▶ [Cosa fare]
1. Nel testo sulla morte di Litvinenko, chi viene indicato come coinvolto nel tentato omicidio, sia tra gli esecutori sia tra chi avrebbe dato l'ordine? Elencali tutti.
2. Prosegui il testo sulla morte di Litvinenko a partire dall'ultima frase riportata.

▶ [Testo fornito]

┏━━

Dopo la fuga dalla Russia, nel 2000, Sasha era stato naturalizzato cittadino britannico aveva lavorato per l’MI6, l’intelligence del Paese. Le sue rivelazioni avevano gettato una nuova luce su diverse questioni della politica russa. Aveva resto noto il coinvolgimento del Fsb nelle esplosioni dei condomini in tutta la Russia nel 1999, poi utilizzati come segno della minaccia terroristica e giustificazione l’invasioni della Cecenia. Sua era poi stata la denuncia dei legami fra Putin e il clan malavitoso di Pietroburgo Tambov. La sua morte, il 23 novembre 2006, era avvenuta dopo un’agonia di 3 settimane: secondo gli inquirenti, gli agenti russi gli avevano somministrato una dose di Polonio 210 – rintracciata dai medici solo dopo il decesso in un’autopsia ad altissimo rischio -, in una tazza di tè corretto al Pine Bar del Millennium Hotel di Londra. Lì Litvinenko aveva più volte incontrato due suoi connazionali, anche loro uomini dei servizi russi, Andrei Lugovoi e Dmitry Kovtun, che avrebbero tentato di uccidere – per ordine dell’allora direttore del Fsb, Nikolai Patrushev e del presidente Putin – l’ex collega in due occasioni, il 16 ottobre e il 1 novembre 2006. I due sono stati incriminati dalla Polizia britannica, ma il primo – in quanto deputato – gode dell’immunità, mentre il secondo è ancora a piede libero in Russia. Nella sentenza di condanna della Corte dei diritti umani si rileva, a questo proposito, anche la mancanza di collaborazione delle autorità di Mosca con le indagini internazionali e il rifiuto dell’estradizione richiesta dal Regno Unito. Ma anche l’assenza di una qualsiasi inchiesta interna “in grado di stabilire i fatti e l’identificazione e la punizione delle persone responsabili dell’assassinio”.

┗━━

▶ [Righe estratte]
┏━━

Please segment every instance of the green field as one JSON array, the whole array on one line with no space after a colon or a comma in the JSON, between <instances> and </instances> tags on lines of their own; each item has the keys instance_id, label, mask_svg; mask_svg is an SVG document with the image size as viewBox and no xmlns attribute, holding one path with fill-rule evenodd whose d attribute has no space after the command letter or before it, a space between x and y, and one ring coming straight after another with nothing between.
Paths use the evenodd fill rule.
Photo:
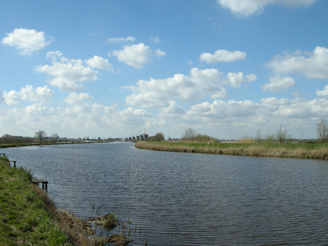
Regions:
<instances>
[{"instance_id":1,"label":"green field","mask_svg":"<svg viewBox=\"0 0 328 246\"><path fill-rule=\"evenodd\" d=\"M136 148L204 154L328 160L327 143L238 143L138 141Z\"/></svg>"},{"instance_id":2,"label":"green field","mask_svg":"<svg viewBox=\"0 0 328 246\"><path fill-rule=\"evenodd\" d=\"M0 157L0 245L73 245L53 222L31 173Z\"/></svg>"}]
</instances>

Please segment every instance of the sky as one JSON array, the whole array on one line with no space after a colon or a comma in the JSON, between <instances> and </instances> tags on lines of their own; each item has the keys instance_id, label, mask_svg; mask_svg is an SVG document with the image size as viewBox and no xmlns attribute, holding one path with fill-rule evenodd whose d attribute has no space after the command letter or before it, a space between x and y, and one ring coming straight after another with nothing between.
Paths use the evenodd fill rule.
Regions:
<instances>
[{"instance_id":1,"label":"sky","mask_svg":"<svg viewBox=\"0 0 328 246\"><path fill-rule=\"evenodd\" d=\"M316 138L328 1L2 0L0 136ZM326 48L327 47L327 48Z\"/></svg>"}]
</instances>

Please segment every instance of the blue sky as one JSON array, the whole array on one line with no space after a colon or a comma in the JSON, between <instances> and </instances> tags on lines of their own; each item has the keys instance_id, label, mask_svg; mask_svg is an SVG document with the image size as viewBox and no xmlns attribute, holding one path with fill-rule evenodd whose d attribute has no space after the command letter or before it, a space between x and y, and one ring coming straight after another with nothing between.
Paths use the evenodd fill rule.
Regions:
<instances>
[{"instance_id":1,"label":"blue sky","mask_svg":"<svg viewBox=\"0 0 328 246\"><path fill-rule=\"evenodd\" d=\"M287 2L286 4L285 2ZM328 1L1 1L0 135L317 138Z\"/></svg>"}]
</instances>

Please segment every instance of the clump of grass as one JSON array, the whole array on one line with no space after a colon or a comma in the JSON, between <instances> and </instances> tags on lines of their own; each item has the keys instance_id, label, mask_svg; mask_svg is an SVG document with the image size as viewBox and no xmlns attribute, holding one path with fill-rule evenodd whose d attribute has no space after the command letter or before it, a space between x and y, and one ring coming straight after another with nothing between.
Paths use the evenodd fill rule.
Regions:
<instances>
[{"instance_id":1,"label":"clump of grass","mask_svg":"<svg viewBox=\"0 0 328 246\"><path fill-rule=\"evenodd\" d=\"M113 230L119 225L116 215L109 213L103 216L88 218L88 221L93 222L96 225L101 226L106 230Z\"/></svg>"},{"instance_id":2,"label":"clump of grass","mask_svg":"<svg viewBox=\"0 0 328 246\"><path fill-rule=\"evenodd\" d=\"M132 241L133 240L120 234L116 234L106 239L106 242L114 242L118 246L126 246Z\"/></svg>"},{"instance_id":3,"label":"clump of grass","mask_svg":"<svg viewBox=\"0 0 328 246\"><path fill-rule=\"evenodd\" d=\"M103 245L90 224L58 210L32 174L0 157L0 245Z\"/></svg>"},{"instance_id":4,"label":"clump of grass","mask_svg":"<svg viewBox=\"0 0 328 246\"><path fill-rule=\"evenodd\" d=\"M135 147L160 151L328 160L328 144L322 143L138 141Z\"/></svg>"},{"instance_id":5,"label":"clump of grass","mask_svg":"<svg viewBox=\"0 0 328 246\"><path fill-rule=\"evenodd\" d=\"M0 160L1 245L73 245L29 182L31 173Z\"/></svg>"}]
</instances>

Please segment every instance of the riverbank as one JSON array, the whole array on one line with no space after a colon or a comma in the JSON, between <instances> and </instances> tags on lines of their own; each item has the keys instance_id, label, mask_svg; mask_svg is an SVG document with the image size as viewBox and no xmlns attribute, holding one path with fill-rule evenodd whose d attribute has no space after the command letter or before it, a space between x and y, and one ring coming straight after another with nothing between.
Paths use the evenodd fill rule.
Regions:
<instances>
[{"instance_id":1,"label":"riverbank","mask_svg":"<svg viewBox=\"0 0 328 246\"><path fill-rule=\"evenodd\" d=\"M32 179L0 157L0 246L103 245L86 221L58 210Z\"/></svg>"},{"instance_id":2,"label":"riverbank","mask_svg":"<svg viewBox=\"0 0 328 246\"><path fill-rule=\"evenodd\" d=\"M62 142L62 143L42 143L41 145L57 145L64 144L83 144L83 143L96 143L98 142L78 142L78 141L70 141L70 142ZM105 143L105 142L103 142ZM0 144L0 148L13 148L13 147L24 147L24 146L38 146L40 145L39 143L2 143Z\"/></svg>"},{"instance_id":3,"label":"riverbank","mask_svg":"<svg viewBox=\"0 0 328 246\"><path fill-rule=\"evenodd\" d=\"M138 141L135 148L157 151L328 160L327 143L237 143Z\"/></svg>"}]
</instances>

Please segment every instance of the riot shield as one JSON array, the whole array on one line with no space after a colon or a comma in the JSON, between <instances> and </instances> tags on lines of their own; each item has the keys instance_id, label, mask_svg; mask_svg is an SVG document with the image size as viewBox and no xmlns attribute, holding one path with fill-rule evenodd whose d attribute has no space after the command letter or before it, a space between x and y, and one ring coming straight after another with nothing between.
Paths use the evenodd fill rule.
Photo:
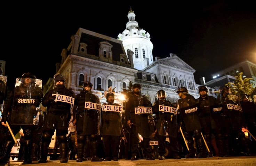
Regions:
<instances>
[{"instance_id":1,"label":"riot shield","mask_svg":"<svg viewBox=\"0 0 256 166\"><path fill-rule=\"evenodd\" d=\"M75 99L62 93L54 86L53 95L56 96L55 102L52 103L47 113L47 127L50 129L67 130L71 118ZM61 90L62 92L62 90ZM66 95L65 95L66 94Z\"/></svg>"},{"instance_id":2,"label":"riot shield","mask_svg":"<svg viewBox=\"0 0 256 166\"><path fill-rule=\"evenodd\" d=\"M97 95L90 92L86 94L83 133L99 135L101 104Z\"/></svg>"},{"instance_id":3,"label":"riot shield","mask_svg":"<svg viewBox=\"0 0 256 166\"><path fill-rule=\"evenodd\" d=\"M177 110L170 105L166 105L168 104L159 100L158 133L160 135L166 136L168 132L170 137L176 137L177 131Z\"/></svg>"},{"instance_id":4,"label":"riot shield","mask_svg":"<svg viewBox=\"0 0 256 166\"><path fill-rule=\"evenodd\" d=\"M114 103L103 104L102 107L101 133L103 135L120 136L122 128L123 100L115 94ZM119 95L118 95L119 96Z\"/></svg>"},{"instance_id":5,"label":"riot shield","mask_svg":"<svg viewBox=\"0 0 256 166\"><path fill-rule=\"evenodd\" d=\"M138 101L134 98L137 135L143 138L154 137L154 126L152 104L145 97L139 95Z\"/></svg>"},{"instance_id":6,"label":"riot shield","mask_svg":"<svg viewBox=\"0 0 256 166\"><path fill-rule=\"evenodd\" d=\"M12 125L38 124L42 92L42 80L18 78L14 90L11 118Z\"/></svg>"},{"instance_id":7,"label":"riot shield","mask_svg":"<svg viewBox=\"0 0 256 166\"><path fill-rule=\"evenodd\" d=\"M7 77L0 75L0 121L2 120L2 112L3 108L3 101L5 100L5 90L6 87Z\"/></svg>"},{"instance_id":8,"label":"riot shield","mask_svg":"<svg viewBox=\"0 0 256 166\"><path fill-rule=\"evenodd\" d=\"M199 104L181 108L180 110L187 131L198 130L206 126L205 122L200 117L201 111Z\"/></svg>"},{"instance_id":9,"label":"riot shield","mask_svg":"<svg viewBox=\"0 0 256 166\"><path fill-rule=\"evenodd\" d=\"M232 128L234 130L241 130L247 126L240 104L238 97L235 95L227 95L229 101L226 101L224 107L227 109Z\"/></svg>"}]
</instances>

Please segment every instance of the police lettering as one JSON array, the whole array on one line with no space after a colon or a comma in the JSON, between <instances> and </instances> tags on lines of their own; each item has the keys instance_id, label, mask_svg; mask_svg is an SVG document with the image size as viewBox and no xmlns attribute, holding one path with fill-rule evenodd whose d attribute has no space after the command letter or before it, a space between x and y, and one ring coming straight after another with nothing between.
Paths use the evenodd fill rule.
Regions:
<instances>
[{"instance_id":1,"label":"police lettering","mask_svg":"<svg viewBox=\"0 0 256 166\"><path fill-rule=\"evenodd\" d=\"M141 107L134 108L135 113L152 113L152 108Z\"/></svg>"},{"instance_id":2,"label":"police lettering","mask_svg":"<svg viewBox=\"0 0 256 166\"><path fill-rule=\"evenodd\" d=\"M100 104L96 103L86 102L85 104L85 108L99 110L101 106Z\"/></svg>"},{"instance_id":3,"label":"police lettering","mask_svg":"<svg viewBox=\"0 0 256 166\"><path fill-rule=\"evenodd\" d=\"M74 104L75 99L73 98L62 94L53 94L53 95L56 96L56 98L54 100L55 101L65 102L65 103L69 103L72 104Z\"/></svg>"},{"instance_id":4,"label":"police lettering","mask_svg":"<svg viewBox=\"0 0 256 166\"><path fill-rule=\"evenodd\" d=\"M159 105L159 111L170 112L175 114L177 114L177 109L171 107L166 106L165 105Z\"/></svg>"},{"instance_id":5,"label":"police lettering","mask_svg":"<svg viewBox=\"0 0 256 166\"><path fill-rule=\"evenodd\" d=\"M18 103L33 103L34 104L35 99L18 99Z\"/></svg>"},{"instance_id":6,"label":"police lettering","mask_svg":"<svg viewBox=\"0 0 256 166\"><path fill-rule=\"evenodd\" d=\"M158 145L158 141L149 141L150 145Z\"/></svg>"},{"instance_id":7,"label":"police lettering","mask_svg":"<svg viewBox=\"0 0 256 166\"><path fill-rule=\"evenodd\" d=\"M121 112L122 110L123 107L122 106L105 104L102 105L102 111Z\"/></svg>"},{"instance_id":8,"label":"police lettering","mask_svg":"<svg viewBox=\"0 0 256 166\"><path fill-rule=\"evenodd\" d=\"M190 113L190 112L196 111L197 111L197 107L195 107L194 108L193 108L191 109L189 109L188 110L185 110L185 113Z\"/></svg>"},{"instance_id":9,"label":"police lettering","mask_svg":"<svg viewBox=\"0 0 256 166\"><path fill-rule=\"evenodd\" d=\"M219 111L222 111L222 107L219 107L218 108L214 108L213 109L214 112Z\"/></svg>"},{"instance_id":10,"label":"police lettering","mask_svg":"<svg viewBox=\"0 0 256 166\"><path fill-rule=\"evenodd\" d=\"M236 110L242 111L242 107L241 107L234 104L227 104L227 109L229 110Z\"/></svg>"}]
</instances>

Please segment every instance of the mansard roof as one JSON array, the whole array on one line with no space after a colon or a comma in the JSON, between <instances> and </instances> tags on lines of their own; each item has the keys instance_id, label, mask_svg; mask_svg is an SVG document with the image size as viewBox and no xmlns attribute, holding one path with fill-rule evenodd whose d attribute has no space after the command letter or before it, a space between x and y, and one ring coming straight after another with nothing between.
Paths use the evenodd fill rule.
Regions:
<instances>
[{"instance_id":1,"label":"mansard roof","mask_svg":"<svg viewBox=\"0 0 256 166\"><path fill-rule=\"evenodd\" d=\"M178 56L176 55L174 56L173 54L172 54L172 56L166 58L161 58L157 57L157 59L156 61L143 69L143 71L146 71L147 70L156 65L162 64L170 67L191 72L192 73L195 72L195 70L188 65L187 64Z\"/></svg>"}]
</instances>

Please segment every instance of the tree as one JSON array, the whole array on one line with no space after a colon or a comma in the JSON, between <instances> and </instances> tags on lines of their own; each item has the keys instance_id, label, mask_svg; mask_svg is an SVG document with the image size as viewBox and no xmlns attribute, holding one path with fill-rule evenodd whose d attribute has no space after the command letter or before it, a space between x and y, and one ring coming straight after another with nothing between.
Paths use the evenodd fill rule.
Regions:
<instances>
[{"instance_id":1,"label":"tree","mask_svg":"<svg viewBox=\"0 0 256 166\"><path fill-rule=\"evenodd\" d=\"M250 83L249 80L253 79L245 78L243 80L242 72L238 74L238 75L235 76L237 79L234 83L229 82L225 85L230 88L232 94L237 96L242 93L245 93L249 95L252 98L255 94L255 88L253 87L251 84Z\"/></svg>"}]
</instances>

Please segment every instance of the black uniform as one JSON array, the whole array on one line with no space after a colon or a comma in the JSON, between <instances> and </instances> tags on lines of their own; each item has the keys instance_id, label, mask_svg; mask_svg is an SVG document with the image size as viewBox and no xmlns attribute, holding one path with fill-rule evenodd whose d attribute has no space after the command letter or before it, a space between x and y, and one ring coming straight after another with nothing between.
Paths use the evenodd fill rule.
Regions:
<instances>
[{"instance_id":1,"label":"black uniform","mask_svg":"<svg viewBox=\"0 0 256 166\"><path fill-rule=\"evenodd\" d=\"M55 128L49 128L47 127L47 125L48 126L49 125L49 122L51 122L48 121L48 119L49 118L55 119L53 123L62 124L66 127L65 129L56 129L56 136L58 136L58 140L60 145L61 162L66 162L67 160L67 142L66 135L68 133L69 122L71 118L70 104L60 101L51 101L49 98L53 96L53 94L63 95L74 98L75 98L75 94L72 90L66 88L64 84L59 86L57 86L56 89L48 91L43 96L42 100L42 104L44 107L47 107L47 114L41 137L41 156L39 163L46 162L48 148L51 142L51 136L54 135L55 130Z\"/></svg>"}]
</instances>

┗━━

▶ [Risultati in ordine]
1. Andrei Lugovoi, Dmitry Kovtun, Nikolai Patrushev, Putin

2.
Le prove scoperte da una public inquiry del 2015 – condotta dal giudice Sir Robert Owens su materiale classificato a porte chiuse- comprendono una conversazione del 2002: Litvinenko raccontava ad un altro dissidente, Bukovsky – considerato dalle autorità un “traditore” al pari di Sergei Skripal – di aver ricevuto una telefonata da un vecchio contatto dell’Fsb. L’agente gli avrebbe detto: “Ti senti sicuro in Gran Bretagna? ma come, non ti ricordi di Trotzky?“. In seguito alla notizia della morte Putin avrebbe poi dichiarato: “Chi lo ha fatto non è il Signore Onnipotente e Litvinenko non è sfortunatamente Lazzaro“. Un’affermazione legata enigmaticamente a un altra frase, ritrovata dalla vedova dell’ex spia uccisa nel suo diario: “Quando Lazzaro si alza dal letto di morte, nessuno gli ha fatto domande. E’ necessario rispettare il silenzio dei morti“.